# Exercise objective
Without the pictures, return all of the material exactly as written.
### Data for processing ###
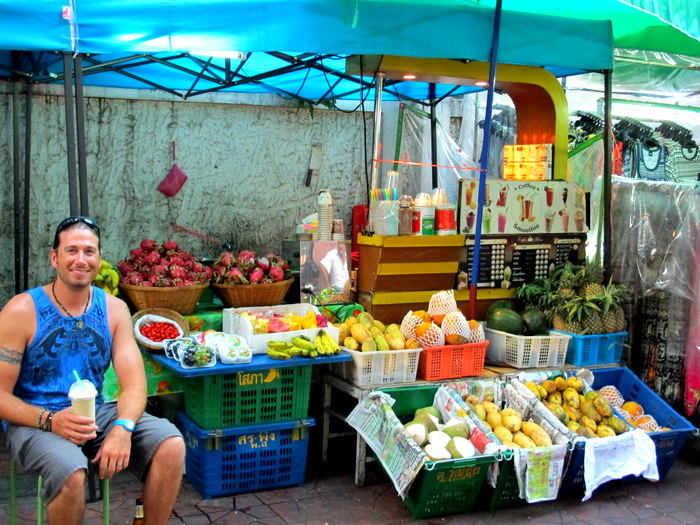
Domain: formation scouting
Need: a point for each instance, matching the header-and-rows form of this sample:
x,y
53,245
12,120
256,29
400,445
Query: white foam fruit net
x,y
433,336
409,323
646,422
456,323
442,303
612,395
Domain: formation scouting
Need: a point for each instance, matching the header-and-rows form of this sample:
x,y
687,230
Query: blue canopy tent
x,y
297,48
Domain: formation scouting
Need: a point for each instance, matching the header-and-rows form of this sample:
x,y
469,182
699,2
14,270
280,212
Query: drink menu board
x,y
523,207
512,260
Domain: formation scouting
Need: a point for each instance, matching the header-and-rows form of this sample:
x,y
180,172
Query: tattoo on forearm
x,y
7,355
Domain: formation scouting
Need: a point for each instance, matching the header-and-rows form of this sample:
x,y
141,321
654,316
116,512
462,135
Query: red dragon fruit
x,y
164,265
149,245
256,276
277,274
170,246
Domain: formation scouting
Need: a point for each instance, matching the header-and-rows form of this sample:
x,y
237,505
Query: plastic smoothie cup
x,y
82,395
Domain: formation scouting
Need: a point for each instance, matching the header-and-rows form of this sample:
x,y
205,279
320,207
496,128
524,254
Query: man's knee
x,y
171,452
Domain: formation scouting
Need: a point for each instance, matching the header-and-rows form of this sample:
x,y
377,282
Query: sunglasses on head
x,y
71,221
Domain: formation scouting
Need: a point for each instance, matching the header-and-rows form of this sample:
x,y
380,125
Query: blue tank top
x,y
59,347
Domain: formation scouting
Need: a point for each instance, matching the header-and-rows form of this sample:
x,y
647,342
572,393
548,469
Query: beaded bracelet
x,y
46,427
38,419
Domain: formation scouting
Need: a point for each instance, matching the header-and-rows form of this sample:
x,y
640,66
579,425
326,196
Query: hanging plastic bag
x,y
173,181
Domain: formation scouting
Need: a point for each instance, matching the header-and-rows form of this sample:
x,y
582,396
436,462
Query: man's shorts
x,y
56,458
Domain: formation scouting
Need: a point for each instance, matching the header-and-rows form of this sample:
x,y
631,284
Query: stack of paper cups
x,y
325,215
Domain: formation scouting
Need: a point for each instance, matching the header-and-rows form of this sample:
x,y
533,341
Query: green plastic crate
x,y
248,398
506,493
441,487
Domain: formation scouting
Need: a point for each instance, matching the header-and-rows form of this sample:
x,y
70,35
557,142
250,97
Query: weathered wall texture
x,y
246,166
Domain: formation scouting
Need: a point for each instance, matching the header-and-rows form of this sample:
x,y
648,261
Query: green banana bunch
x,y
331,343
107,278
279,350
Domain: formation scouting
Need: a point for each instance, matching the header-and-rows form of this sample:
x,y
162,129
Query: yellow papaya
x,y
571,397
360,333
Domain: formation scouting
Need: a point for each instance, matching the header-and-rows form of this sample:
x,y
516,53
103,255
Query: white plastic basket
x,y
527,351
379,368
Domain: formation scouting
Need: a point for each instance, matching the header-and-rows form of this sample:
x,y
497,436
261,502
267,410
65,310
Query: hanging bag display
x,y
651,162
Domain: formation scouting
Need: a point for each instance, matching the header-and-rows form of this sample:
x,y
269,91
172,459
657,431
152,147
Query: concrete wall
x,y
246,165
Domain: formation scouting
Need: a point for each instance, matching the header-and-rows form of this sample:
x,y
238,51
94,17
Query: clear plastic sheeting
x,y
656,253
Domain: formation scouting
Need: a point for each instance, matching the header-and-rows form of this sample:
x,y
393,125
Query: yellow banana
x,y
303,343
332,343
279,345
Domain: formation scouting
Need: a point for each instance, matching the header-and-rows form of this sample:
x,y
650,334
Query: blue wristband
x,y
126,423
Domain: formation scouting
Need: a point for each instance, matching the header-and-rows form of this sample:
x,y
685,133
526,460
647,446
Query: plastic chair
x,y
104,494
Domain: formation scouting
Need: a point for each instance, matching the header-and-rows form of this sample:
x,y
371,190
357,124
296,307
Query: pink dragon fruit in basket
x,y
247,268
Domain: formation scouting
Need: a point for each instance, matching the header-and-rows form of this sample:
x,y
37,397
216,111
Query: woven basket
x,y
267,294
162,312
182,299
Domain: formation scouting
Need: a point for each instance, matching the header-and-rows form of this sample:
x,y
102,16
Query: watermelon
x,y
501,303
505,320
535,321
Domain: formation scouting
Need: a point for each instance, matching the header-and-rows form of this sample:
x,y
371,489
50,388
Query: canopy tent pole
x,y
80,129
433,133
27,182
17,184
70,134
607,174
378,88
474,277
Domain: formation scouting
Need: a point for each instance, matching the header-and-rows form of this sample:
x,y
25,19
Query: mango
x,y
494,419
617,424
537,434
571,397
375,331
573,425
523,441
381,342
602,406
573,413
585,432
365,319
560,383
343,331
604,431
368,345
504,435
351,343
549,386
555,397
412,343
480,411
511,419
360,333
490,406
575,383
395,342
589,411
587,422
558,411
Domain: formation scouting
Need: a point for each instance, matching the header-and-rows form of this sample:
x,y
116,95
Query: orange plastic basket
x,y
452,361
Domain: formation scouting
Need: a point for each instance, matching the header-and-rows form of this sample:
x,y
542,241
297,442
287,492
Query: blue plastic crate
x,y
668,442
245,459
588,350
###
# Written solution
Domain: formation scouting
Need: a point for each instance, matching the header-and-rows form of this sample:
x,y
53,245
12,120
256,29
400,445
Query: white foam fruit net
x,y
433,336
409,323
646,422
456,323
442,303
612,395
Domain: formation scouting
Need: a point for each instance, matching the header-and-rows form of this sample:
x,y
687,230
Query: blue canopy tent
x,y
297,48
Domain: formation scouting
Need: a point for each instance, matching the header-and-rows form of this sample:
x,y
469,182
699,2
14,270
280,212
Query: drink menu board
x,y
523,207
512,260
Domain: formation scouting
Need: a point for each instance, matching the header-and-rows form of this sample:
x,y
180,172
Query: tattoo on forearm
x,y
7,355
Domain: formation scouting
Need: a point for each instance, matching the header-and-rows form of this sample:
x,y
141,321
654,316
116,512
462,135
Query: red dragon fruit
x,y
164,265
149,245
256,276
277,274
170,246
Domain: formation scouting
Need: a point for each instance, matching the header-and-rows form of this sample:
x,y
237,505
Query: plastic smoothie cup
x,y
82,395
Domain: formation scouting
Need: a point for each instance, matching the header-and-rows form of this sample:
x,y
205,279
320,207
496,128
524,254
Query: man's knee
x,y
171,452
Domain: formation scouting
Need: a point for each instance, matching the header-and-rows form of this sample:
x,y
377,282
Query: sunglasses on head
x,y
71,221
Domain: formation scouting
Need: a point for each instance, matching the header-and-rows form of this sample:
x,y
380,125
Query: blue tank top
x,y
59,347
Domain: formation scouting
Need: a point for each instance, matching the header-and-rows form of this sample:
x,y
647,342
572,393
548,469
Query: beaded bracelet
x,y
46,427
38,419
Domain: formation scouting
Need: a point for each instance, matching the header-and-rows form of this sample:
x,y
640,66
579,425
326,196
Query: hanging plastic bag
x,y
173,181
Domain: formation scouting
Need: a point for each instance, matching the header-and-rows form of this sample:
x,y
582,396
436,462
Query: man's shorts
x,y
56,458
Domain: formation scouting
Need: a point for each instance, matching the header-and-rows form of this sample:
x,y
631,284
Query: stack of paper cups
x,y
325,215
Domain: formation scouting
Need: a point for each instance, matching the header-and-rows form of this sample:
x,y
533,341
Query: green plastic crate
x,y
248,398
506,493
441,487
Domain: formation scouting
Need: a point for each instance, matching the header-and-rows form of this sample:
x,y
70,35
557,142
250,97
Query: weathered wall texture
x,y
246,166
Domain: formation scouting
Need: a point for each instance, matching the header-and-rows form of this sample:
x,y
648,261
Query: green banana bunch
x,y
331,343
107,278
279,350
Domain: formation scouting
Need: a point for each instance, matching the header-and-rows form of this sample:
x,y
162,129
Query: yellow papaya
x,y
571,397
360,333
Domain: formation scouting
Need: a point for each instance, matching the header-and-rows form of this sample:
x,y
516,53
103,255
Query: white plastic basket
x,y
527,351
379,368
Domain: formation scouting
Need: a point for each instance, matching the header-and-rows form of this sample:
x,y
497,436
261,502
267,410
65,310
Query: hanging bag display
x,y
651,162
Domain: formation scouting
Need: a point for each instance, matching the header-and-rows form of this sample:
x,y
269,91
172,459
657,431
152,147
Query: concrete wall
x,y
246,165
Domain: formation scouting
Need: a point for each instance, matching the header-and-rows form of this sample:
x,y
238,51
94,17
Query: clear plastic sheeting
x,y
656,253
Domain: formation scouting
Need: a point for each instance, matching the header-and-rows form of this sample:
x,y
393,125
Query: yellow banana
x,y
303,343
332,343
279,345
Domain: formation scouting
Need: a point for each instance, matching the header-and-rows form of this sample:
x,y
650,334
Query: blue wristband
x,y
126,423
Domain: formation scouting
Need: a point for each instance, matching the header-and-rows form of this sample:
x,y
685,133
526,460
647,446
Query: plastic chair
x,y
104,494
Domain: formation scouting
Need: a point for each instance, matching the header-and-rows form of this sample:
x,y
371,190
357,124
296,307
Query: pink dragon fruit in basket
x,y
247,268
Domain: formation scouting
Need: a point for each instance, matching the header-and-rows form of this sample:
x,y
37,397
216,111
Query: woven basket
x,y
267,294
162,312
182,299
Domain: formation scouting
Need: a point for each instance, matching the header-and-rows form of this sample:
x,y
102,16
Query: watermelon
x,y
501,303
505,320
535,321
Domain: formation scouting
Need: a point for each instance, matching the header-and-rows form of this sample:
x,y
371,489
50,388
Query: canopy tent pole
x,y
80,129
433,133
27,182
17,184
70,134
607,174
378,88
474,277
Domain: formation scouting
Need: a point for each instance, matching the header-and-rows form of this sample:
x,y
25,19
Query: mango
x,y
494,419
617,424
537,434
571,397
375,331
573,425
523,441
381,342
602,406
573,413
585,432
365,319
560,383
343,331
604,431
368,345
504,435
351,343
549,386
555,397
412,343
480,411
511,419
360,333
490,406
575,383
395,342
589,411
587,422
558,411
Domain: formation scouting
Need: a point for each instance, matching the header-and-rows form of this sample:
x,y
116,95
Query: orange plastic basket
x,y
452,361
Domain: formation scouting
Need: a point for each instance, matching the header-and-rows form of this sample:
x,y
542,241
297,442
287,492
Query: blue plastic crate
x,y
668,442
245,459
588,350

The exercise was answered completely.